Source.
####################

Monday, April 09, 2007

Is a Monorail Next?


I am usually relatively loathe do delve too deeply into popular culture references in relationship to my posts, but with this latest, I feel as if I have no other choice.

There is an episode of the Simpsons, arguably one of the best, where the good folks of Springfield find themselves with extra money in the town till, and hold a meeting to figure out how to spend it. Marge Simpson, sensible as always, uses the town meeting to urge the city to spend the money fixing up dilapidated Main Street, which is shown to be terrible. At that point a shifty salesman appears and uses a special musical number to help convince the citizens that a new, albeit unneeded, monorail is exactly what is needed. They vote overwhelmingly for the scam.

Cue the Tucson City Council. Outakes from the recent meeting where a $130,000,000 arena was just approved.

Councilwoman Shirley Scott said the arena would "make Downtown dazzling, exciting and new. It's a new energy and a new place," she said.

And best of all, from TCC director Richard Singer,

When I was growing up, I watched the Mickey Mouse Club religiously," Singer said. "Everyday had a theme and Wednesday was the 'Anything can happen' day."

Mickey Mouse came to my thoughts as well, but for an entirely different reason. I appreciate the emotional euphoria associated with spending 180 million; it must be fun. But was a rush to approve a plan that hardly anybody has seen really the best way to proceed?

In the Citizen article, cited above, it seems apparent that much of the reason the city plan was approved so speedily is due to the presentation of Tucson businessman Allan Norville's competing plan.

####################

Source data.
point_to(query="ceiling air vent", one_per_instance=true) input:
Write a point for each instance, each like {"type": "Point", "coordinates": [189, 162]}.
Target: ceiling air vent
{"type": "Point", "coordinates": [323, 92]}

####################

Written instruction.
Write the next part of the blog post about the Tucson City Council's arena vote, continuing from its last sentence.

Expected answer.
DOn't get me wrong, Norville's plan was not without warts, but all in all it was far superior to the city plan for the following reasons:

1. It actually included three parking garages as opposed to the city's one amorphous parking garage/development area which is a long hike from the supposedly newly renovated TCC which, in turn, will lose considerable parking space by expanding. Have any of the council members actually had to park at the TCC? It is already a nightmare. Now add a larger arena, take away more net parking space and call it good. Honestly, this isn't rocket science.

2. It includes a hotel, shops, and restaurants. You know the type of things that makes people want to come downtown even if there is not a concert or convention. The type of things that were pitched when the extra taxation was started. The city plan is void of these details.

3. The Norville plan starts with the Gem Show, something that is already secured for the Tucson area, then branches out from there. The City plan starts with the arena, and makes a bunch of tenuous leaps from that point. I will need an entire future post to go over the faulty logic presented for this case. It will be coming shortly.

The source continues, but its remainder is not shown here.